GIVEN ENTRIES: Begin

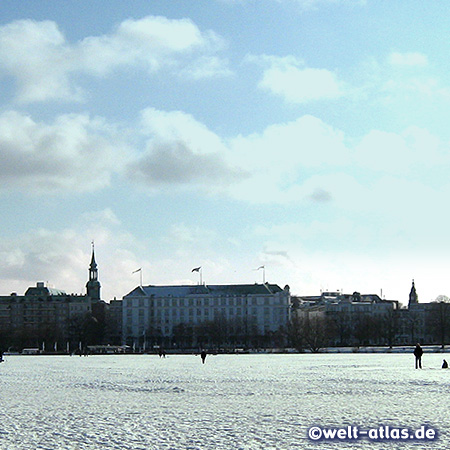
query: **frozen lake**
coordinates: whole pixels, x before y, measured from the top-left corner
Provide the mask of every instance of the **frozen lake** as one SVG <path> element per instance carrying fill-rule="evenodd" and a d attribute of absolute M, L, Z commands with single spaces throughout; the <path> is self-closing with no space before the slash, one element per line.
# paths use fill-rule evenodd
<path fill-rule="evenodd" d="M 450 369 L 425 354 L 7 356 L 0 449 L 445 449 Z M 428 442 L 311 441 L 324 427 L 416 429 Z"/>

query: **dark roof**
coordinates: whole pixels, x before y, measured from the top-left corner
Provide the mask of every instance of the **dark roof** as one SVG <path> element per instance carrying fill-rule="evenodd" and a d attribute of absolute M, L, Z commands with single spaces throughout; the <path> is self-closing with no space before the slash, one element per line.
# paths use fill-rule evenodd
<path fill-rule="evenodd" d="M 282 292 L 277 284 L 224 284 L 206 286 L 211 293 L 219 295 L 265 295 Z"/>
<path fill-rule="evenodd" d="M 65 291 L 61 291 L 60 289 L 54 289 L 54 288 L 50 288 L 50 287 L 39 287 L 39 286 L 35 286 L 35 287 L 29 287 L 27 289 L 27 291 L 25 292 L 25 295 L 67 295 Z"/>
<path fill-rule="evenodd" d="M 267 295 L 283 290 L 277 284 L 213 284 L 188 286 L 138 286 L 128 296 L 186 297 L 189 295 Z"/>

GIVEN ENTRIES: End

Using the records above, set down exactly the lines from the one with "query: **dark roof**" through the one with "Provide the mask of every instance of the **dark", inclusive, and nothing more.

-- SOLVED EXERCISE --
query: **dark roof**
coordinates: whole pixels, x before y, measured from the top-left corner
Provide the mask of every instance of the **dark roof** as one SVG <path> element per instance carrying fill-rule="evenodd" and a d attribute of absolute M, L, Z commands with single spaces throughout; the <path> is self-closing with no space before the slash, one element per line.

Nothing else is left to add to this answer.